Image-grounded pointing data:
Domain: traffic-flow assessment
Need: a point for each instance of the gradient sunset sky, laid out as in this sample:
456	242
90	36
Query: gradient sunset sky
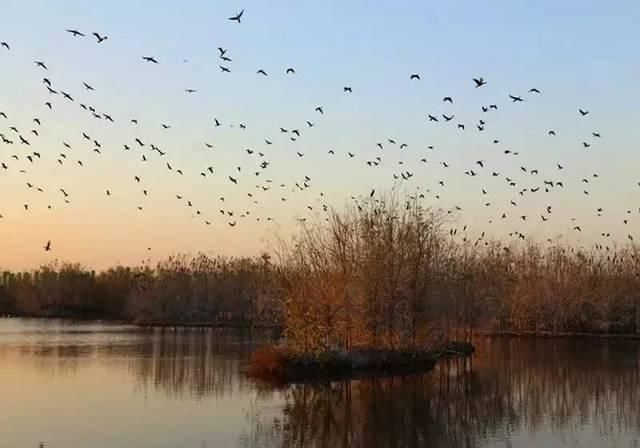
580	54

(PROBLEM DETAILS)
Word for word, print out all of the records above; pass over the pictures.

(SOLUTION)
Domain: traffic-flow assessment
Need: a point for each instance of the gradient sunset sky, laid out as in this sample:
456	242
90	36
Query: gradient sunset sky
580	54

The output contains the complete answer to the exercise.